> WHAT THE EXERCISE ASKS: Write out exactly the lines below starting at the one containing "ridge in this photo." and ending at the one containing "spare tire in this photo.". Omit every picture.

★ ★ ★ ★

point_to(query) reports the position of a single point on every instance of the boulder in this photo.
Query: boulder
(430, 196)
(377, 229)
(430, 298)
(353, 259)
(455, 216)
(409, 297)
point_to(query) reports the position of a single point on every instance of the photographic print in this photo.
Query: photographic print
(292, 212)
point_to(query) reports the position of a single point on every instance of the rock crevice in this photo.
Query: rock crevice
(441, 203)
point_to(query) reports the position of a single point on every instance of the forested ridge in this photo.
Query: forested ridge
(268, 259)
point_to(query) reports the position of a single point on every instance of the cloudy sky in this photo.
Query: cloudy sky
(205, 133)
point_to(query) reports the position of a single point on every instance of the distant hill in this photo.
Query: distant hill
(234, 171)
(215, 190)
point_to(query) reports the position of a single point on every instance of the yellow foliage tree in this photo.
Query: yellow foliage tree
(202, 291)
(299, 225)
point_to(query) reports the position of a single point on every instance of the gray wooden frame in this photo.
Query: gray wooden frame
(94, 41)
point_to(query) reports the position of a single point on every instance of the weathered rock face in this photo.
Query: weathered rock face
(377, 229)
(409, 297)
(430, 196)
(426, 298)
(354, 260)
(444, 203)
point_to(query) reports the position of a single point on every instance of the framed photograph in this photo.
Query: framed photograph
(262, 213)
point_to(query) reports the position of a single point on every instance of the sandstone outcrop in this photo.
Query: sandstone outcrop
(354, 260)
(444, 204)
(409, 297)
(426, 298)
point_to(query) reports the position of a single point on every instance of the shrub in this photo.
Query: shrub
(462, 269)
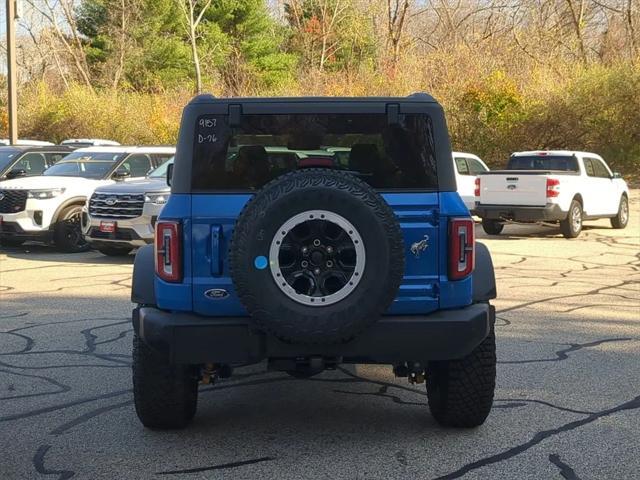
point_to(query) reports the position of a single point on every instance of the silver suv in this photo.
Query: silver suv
(121, 217)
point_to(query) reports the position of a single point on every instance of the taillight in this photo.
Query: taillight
(169, 251)
(553, 187)
(461, 248)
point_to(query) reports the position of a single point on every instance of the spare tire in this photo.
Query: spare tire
(316, 256)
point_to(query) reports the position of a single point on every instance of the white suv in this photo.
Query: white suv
(49, 207)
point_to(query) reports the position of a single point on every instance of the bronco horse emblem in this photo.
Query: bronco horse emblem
(418, 247)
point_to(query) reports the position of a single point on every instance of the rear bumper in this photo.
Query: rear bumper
(551, 212)
(189, 338)
(130, 232)
(13, 230)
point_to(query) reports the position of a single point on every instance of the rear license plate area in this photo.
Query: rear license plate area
(108, 227)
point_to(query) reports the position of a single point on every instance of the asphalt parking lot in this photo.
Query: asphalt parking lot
(567, 401)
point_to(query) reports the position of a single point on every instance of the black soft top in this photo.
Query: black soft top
(236, 107)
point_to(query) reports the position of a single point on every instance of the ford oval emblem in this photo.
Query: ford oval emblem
(216, 293)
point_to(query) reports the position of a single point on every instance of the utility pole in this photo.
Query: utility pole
(11, 71)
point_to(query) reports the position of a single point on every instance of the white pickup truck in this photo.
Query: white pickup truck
(560, 187)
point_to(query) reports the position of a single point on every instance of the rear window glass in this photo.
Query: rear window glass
(543, 162)
(262, 147)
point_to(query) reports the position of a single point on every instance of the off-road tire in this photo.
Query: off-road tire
(165, 395)
(67, 232)
(11, 242)
(621, 219)
(115, 251)
(460, 392)
(492, 227)
(572, 225)
(317, 189)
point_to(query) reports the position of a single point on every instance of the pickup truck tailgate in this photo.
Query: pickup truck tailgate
(513, 188)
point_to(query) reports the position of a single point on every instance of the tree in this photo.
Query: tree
(193, 11)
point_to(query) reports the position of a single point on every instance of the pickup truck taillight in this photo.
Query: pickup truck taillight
(169, 251)
(553, 187)
(461, 248)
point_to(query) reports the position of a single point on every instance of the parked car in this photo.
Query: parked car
(89, 142)
(468, 166)
(122, 216)
(558, 186)
(314, 266)
(25, 142)
(29, 161)
(48, 208)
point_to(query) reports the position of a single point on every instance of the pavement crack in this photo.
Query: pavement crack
(538, 438)
(223, 466)
(565, 470)
(564, 353)
(38, 462)
(88, 416)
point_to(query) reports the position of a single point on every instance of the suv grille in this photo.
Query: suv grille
(106, 205)
(13, 201)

★ ★ ★ ★

> OUTPUT FOR THIS EXERCISE:
point_to(query) reports the position of a single point on every instance of the forested ridge in this photo.
Query: forested ridge
(268, 259)
point_to(query) reports the position of a single point on every instance of the cloudy sky in this photo.
Query: cloudy sky
(205, 133)
point_to(query) reports the position of a single point on every instance of the distant hill in this photo.
Query: distant hill
(234, 171)
(215, 190)
point_to(query) reports the position of a single point on every instance of the yellow foliage tree in this photo.
Query: yellow foliage tree
(202, 291)
(299, 225)
point_to(query) reports the position of a single point on every instance of the gray wooden frame in this photo.
Query: gray wooden frame
(94, 41)
point_to(query) reports the position of a single point on every instance of the weathered rock face in this photo.
Query: weathered rock face
(377, 229)
(409, 297)
(430, 196)
(426, 298)
(354, 260)
(444, 203)
point_to(query) reports the position of a single point on every instance of the framed photograph in this photo.
Query: framed photograph
(262, 213)
point_to(query) reports the position of a single point on every instance of the sandstone outcrop in this photo.
Query: sandstone outcrop
(354, 260)
(444, 204)
(409, 297)
(426, 298)
point_to(query) reports the position of a single point on every instance of the shrub in this photo.
Query: shrub
(462, 269)
point_to(query) reports the position of a single point on every instance of the silver suv in this photo.
Query: silver suv
(121, 217)
point_to(query) reports the position of a single point on every instance of the taillight in this photo.
Query: taillight
(169, 251)
(553, 187)
(461, 248)
point_to(query) reports the position of a single point on every instance of the spare tire in this photo.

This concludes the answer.